## The request
Tally how many lines in the material below contain the word "door" and reply with that number alone.

## Provided material

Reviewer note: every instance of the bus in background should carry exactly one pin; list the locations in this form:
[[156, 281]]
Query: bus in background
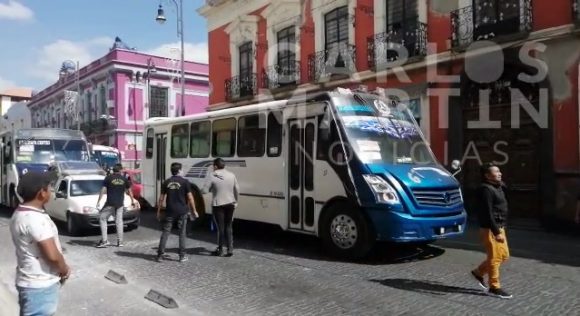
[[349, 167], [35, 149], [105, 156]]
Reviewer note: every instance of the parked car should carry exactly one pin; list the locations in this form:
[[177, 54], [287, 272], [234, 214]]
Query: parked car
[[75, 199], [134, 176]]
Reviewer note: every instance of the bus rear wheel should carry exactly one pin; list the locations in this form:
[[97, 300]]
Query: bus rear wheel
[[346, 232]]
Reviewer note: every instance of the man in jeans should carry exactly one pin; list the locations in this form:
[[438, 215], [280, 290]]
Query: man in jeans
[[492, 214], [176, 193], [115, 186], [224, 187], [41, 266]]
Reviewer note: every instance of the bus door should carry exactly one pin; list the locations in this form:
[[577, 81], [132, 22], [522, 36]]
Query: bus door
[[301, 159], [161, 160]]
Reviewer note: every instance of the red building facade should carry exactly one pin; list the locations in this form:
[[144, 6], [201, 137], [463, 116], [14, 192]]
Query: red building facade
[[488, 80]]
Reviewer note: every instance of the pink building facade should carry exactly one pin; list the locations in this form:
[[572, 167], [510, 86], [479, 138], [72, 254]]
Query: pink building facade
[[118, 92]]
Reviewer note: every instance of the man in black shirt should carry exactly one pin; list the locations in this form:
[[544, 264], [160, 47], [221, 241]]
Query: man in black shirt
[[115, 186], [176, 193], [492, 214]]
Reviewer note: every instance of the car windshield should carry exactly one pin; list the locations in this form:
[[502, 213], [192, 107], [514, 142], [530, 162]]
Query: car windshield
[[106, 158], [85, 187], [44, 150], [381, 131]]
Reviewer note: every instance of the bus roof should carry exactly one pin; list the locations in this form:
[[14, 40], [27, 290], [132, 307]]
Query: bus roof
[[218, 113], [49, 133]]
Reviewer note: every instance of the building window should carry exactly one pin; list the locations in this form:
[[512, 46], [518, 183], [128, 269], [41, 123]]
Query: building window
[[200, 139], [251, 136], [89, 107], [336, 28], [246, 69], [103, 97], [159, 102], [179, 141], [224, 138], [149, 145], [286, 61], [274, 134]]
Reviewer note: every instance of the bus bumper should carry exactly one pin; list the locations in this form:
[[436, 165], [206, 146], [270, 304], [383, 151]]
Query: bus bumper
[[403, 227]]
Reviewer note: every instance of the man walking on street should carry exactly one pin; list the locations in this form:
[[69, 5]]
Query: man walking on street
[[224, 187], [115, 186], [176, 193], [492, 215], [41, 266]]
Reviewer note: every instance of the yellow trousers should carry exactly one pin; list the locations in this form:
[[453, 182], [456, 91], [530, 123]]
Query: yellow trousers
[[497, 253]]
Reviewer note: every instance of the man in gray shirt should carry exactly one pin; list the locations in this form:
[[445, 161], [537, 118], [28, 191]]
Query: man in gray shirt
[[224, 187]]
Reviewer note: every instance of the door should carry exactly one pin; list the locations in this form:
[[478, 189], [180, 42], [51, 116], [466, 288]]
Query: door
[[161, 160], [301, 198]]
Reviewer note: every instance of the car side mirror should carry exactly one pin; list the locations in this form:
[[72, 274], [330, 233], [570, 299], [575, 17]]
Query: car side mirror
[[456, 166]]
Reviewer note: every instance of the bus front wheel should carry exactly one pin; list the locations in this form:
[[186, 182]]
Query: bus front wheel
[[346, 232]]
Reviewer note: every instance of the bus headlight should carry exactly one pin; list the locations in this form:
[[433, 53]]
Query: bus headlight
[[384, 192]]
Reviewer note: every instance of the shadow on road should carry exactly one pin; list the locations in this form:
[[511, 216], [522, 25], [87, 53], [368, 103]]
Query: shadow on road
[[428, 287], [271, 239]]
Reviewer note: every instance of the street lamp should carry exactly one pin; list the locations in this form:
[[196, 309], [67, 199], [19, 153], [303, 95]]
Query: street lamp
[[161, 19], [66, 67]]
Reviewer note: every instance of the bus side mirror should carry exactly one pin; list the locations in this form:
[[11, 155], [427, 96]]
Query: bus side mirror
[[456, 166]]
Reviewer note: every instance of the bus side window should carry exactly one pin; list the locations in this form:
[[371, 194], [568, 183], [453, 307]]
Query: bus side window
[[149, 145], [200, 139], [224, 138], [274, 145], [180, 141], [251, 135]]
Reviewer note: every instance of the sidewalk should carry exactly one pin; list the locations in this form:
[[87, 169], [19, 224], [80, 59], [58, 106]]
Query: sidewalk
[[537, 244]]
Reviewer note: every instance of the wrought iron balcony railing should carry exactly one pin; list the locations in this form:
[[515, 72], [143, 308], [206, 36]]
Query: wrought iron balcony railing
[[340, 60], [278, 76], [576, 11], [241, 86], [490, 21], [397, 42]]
---
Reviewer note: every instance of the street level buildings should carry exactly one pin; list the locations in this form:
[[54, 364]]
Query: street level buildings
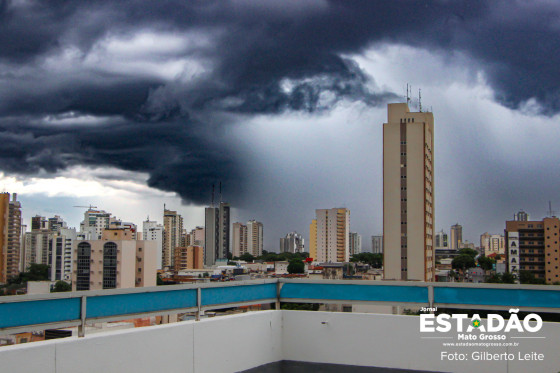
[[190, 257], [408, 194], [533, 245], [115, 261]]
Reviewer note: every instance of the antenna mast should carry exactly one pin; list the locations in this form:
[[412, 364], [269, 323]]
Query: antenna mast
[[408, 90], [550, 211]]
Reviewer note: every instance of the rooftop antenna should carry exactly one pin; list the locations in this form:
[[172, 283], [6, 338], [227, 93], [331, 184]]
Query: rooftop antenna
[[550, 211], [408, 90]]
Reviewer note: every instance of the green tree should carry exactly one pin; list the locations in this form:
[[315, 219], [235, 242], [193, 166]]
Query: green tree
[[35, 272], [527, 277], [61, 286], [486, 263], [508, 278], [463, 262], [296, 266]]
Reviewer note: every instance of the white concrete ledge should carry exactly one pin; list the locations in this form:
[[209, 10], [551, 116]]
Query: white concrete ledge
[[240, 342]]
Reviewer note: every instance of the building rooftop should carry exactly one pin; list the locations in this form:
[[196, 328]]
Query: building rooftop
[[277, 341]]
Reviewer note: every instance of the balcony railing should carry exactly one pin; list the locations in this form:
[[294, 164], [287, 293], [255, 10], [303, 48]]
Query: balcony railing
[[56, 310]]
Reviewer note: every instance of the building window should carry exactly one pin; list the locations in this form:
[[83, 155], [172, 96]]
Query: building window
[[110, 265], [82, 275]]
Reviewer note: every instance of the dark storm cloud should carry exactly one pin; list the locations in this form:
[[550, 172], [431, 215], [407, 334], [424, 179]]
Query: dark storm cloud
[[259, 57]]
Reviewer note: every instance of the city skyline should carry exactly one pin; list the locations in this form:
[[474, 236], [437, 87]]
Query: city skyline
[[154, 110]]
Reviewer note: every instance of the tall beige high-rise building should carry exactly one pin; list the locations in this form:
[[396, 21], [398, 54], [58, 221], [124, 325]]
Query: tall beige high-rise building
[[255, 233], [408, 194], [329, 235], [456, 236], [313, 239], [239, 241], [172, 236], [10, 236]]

## Response for this exercise
4